[Start of Attachment]
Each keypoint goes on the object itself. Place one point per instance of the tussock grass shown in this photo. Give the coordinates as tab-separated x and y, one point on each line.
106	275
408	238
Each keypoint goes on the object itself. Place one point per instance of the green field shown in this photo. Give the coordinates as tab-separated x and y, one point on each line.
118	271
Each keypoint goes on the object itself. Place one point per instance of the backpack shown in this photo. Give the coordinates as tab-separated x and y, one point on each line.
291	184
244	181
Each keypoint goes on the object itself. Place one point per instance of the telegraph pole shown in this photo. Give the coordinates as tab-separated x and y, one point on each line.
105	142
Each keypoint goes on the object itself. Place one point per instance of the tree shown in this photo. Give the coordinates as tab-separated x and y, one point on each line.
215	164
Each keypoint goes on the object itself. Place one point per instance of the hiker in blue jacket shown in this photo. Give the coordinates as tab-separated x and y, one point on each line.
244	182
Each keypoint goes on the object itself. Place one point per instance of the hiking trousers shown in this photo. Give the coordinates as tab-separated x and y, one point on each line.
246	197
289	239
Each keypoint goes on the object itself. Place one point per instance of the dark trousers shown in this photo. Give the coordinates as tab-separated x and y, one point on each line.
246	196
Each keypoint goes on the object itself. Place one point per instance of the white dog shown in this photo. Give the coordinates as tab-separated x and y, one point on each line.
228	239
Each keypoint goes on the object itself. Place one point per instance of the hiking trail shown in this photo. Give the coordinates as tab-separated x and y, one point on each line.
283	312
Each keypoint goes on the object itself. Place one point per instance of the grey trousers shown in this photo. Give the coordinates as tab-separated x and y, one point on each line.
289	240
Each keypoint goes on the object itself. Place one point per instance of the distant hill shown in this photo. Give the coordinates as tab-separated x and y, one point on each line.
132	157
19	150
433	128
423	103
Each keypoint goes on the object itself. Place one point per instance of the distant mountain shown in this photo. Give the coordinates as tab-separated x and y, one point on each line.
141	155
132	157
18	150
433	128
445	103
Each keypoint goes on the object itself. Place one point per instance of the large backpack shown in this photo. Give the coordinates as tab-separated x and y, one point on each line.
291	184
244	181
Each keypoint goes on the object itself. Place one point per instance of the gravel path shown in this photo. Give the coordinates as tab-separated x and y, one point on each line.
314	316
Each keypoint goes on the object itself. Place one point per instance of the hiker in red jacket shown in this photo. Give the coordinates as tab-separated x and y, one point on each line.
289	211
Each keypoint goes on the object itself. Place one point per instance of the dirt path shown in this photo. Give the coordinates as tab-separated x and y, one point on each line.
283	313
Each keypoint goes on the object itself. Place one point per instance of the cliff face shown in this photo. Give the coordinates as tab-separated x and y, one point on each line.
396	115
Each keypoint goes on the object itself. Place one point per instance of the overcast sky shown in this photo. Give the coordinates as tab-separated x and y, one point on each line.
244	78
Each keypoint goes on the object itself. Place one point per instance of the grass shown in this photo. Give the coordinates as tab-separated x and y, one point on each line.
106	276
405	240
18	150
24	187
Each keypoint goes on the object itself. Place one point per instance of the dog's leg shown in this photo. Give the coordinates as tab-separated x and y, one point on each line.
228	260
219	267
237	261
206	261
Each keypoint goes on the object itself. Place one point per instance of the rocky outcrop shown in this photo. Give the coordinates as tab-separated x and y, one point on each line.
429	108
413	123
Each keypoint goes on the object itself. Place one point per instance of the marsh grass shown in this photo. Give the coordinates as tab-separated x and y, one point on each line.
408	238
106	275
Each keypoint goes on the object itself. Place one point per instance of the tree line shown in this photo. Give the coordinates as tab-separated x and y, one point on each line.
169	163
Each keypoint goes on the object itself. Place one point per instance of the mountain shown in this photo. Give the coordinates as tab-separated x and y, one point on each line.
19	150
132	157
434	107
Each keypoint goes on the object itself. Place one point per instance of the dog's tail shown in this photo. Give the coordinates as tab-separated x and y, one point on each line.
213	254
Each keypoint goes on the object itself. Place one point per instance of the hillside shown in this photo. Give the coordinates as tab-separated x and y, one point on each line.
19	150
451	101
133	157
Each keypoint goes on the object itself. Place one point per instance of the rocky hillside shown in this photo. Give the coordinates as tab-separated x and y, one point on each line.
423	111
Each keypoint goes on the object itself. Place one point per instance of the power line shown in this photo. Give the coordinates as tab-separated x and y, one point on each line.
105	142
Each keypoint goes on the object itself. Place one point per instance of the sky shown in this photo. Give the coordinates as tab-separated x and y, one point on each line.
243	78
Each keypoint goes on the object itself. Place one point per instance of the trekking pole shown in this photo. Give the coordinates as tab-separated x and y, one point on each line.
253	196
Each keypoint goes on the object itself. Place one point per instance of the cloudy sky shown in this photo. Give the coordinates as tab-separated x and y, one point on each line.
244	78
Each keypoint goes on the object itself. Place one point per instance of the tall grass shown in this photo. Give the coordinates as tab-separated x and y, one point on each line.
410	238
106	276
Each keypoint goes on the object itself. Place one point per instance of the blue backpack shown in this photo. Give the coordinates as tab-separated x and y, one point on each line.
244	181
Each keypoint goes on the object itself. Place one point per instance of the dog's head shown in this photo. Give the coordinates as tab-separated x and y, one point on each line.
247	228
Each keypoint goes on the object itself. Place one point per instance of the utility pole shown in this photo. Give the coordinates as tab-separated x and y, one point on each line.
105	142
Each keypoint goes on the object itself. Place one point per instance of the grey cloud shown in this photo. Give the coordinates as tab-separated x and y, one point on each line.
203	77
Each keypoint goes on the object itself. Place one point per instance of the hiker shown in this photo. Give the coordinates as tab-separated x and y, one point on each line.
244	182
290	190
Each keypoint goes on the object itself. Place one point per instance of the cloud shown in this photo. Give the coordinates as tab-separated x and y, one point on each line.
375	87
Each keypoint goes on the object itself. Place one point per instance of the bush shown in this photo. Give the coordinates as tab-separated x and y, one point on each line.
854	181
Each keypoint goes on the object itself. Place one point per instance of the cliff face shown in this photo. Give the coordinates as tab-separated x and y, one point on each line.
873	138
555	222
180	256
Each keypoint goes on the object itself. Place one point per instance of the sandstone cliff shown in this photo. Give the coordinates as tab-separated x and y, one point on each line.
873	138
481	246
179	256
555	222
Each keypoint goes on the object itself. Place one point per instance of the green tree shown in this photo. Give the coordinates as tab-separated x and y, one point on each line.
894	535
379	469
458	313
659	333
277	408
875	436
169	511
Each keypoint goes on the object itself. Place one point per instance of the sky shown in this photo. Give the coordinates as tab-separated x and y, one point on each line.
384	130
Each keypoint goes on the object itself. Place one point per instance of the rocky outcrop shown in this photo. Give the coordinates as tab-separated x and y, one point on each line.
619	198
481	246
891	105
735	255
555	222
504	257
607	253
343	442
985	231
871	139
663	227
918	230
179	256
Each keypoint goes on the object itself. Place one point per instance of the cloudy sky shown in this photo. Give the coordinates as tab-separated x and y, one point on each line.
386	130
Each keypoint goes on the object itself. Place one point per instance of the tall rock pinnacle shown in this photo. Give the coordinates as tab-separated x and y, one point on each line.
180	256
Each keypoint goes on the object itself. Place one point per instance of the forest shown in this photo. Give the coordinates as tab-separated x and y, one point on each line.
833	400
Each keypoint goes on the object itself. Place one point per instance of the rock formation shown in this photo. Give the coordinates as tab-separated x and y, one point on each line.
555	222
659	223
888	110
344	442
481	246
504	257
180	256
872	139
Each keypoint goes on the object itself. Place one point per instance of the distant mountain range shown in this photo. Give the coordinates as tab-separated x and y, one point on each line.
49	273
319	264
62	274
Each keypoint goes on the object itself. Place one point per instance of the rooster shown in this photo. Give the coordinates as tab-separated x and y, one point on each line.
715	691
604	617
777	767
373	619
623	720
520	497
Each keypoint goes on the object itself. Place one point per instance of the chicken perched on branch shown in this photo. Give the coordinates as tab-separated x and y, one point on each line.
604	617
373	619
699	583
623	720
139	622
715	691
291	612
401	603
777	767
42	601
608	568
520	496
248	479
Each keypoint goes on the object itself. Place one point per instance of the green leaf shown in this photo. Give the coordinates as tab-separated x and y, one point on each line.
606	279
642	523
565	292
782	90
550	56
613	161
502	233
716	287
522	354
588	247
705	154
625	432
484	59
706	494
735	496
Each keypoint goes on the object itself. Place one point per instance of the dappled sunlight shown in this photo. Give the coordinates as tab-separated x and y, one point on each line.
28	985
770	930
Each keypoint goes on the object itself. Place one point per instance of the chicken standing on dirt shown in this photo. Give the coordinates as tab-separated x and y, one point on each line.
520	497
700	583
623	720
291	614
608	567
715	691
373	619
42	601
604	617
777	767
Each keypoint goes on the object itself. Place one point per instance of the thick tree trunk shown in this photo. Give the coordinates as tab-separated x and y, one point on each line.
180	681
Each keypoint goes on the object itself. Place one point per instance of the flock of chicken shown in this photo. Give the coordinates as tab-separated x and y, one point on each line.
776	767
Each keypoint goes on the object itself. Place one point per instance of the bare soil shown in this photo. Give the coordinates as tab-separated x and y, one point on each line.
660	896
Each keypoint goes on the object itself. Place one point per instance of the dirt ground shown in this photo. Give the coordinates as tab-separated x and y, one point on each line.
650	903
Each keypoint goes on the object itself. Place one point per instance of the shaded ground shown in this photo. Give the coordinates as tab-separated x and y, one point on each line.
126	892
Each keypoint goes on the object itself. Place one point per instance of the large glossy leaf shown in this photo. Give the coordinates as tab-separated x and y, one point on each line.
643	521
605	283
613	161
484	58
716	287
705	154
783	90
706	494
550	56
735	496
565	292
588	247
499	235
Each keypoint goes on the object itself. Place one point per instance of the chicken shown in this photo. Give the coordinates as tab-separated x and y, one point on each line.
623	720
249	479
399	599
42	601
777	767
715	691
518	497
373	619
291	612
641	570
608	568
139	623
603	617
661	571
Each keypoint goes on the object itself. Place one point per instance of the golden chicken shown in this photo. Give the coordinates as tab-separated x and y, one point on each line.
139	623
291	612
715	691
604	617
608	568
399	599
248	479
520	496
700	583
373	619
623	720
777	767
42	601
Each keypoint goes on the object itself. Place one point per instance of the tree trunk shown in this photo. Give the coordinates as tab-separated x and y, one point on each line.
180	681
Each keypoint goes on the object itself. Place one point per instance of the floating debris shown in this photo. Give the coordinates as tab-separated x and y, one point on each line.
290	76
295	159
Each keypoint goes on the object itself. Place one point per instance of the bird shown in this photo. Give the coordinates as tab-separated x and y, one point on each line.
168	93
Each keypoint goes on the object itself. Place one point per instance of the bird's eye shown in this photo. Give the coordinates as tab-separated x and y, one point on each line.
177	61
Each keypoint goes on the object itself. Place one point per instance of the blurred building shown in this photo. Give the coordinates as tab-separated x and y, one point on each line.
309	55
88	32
[End of Attachment]
What is being asked: All lines from the one that contains "of the bird's" through the end of the listing above should be copied exactly, with nothing else.

Exercise solution:
Each keypoint goes on the object itself. Place one point per instance of the bird's eye shown in this photo. Give the coordinates as tab-separated x and y, one point on each line.
177	61
Each keypoint goes on the object itself. Place one point per instance of the blurred building shown in this photo. Give the coordinates as tab-separated x and y, one point on each line.
309	55
88	32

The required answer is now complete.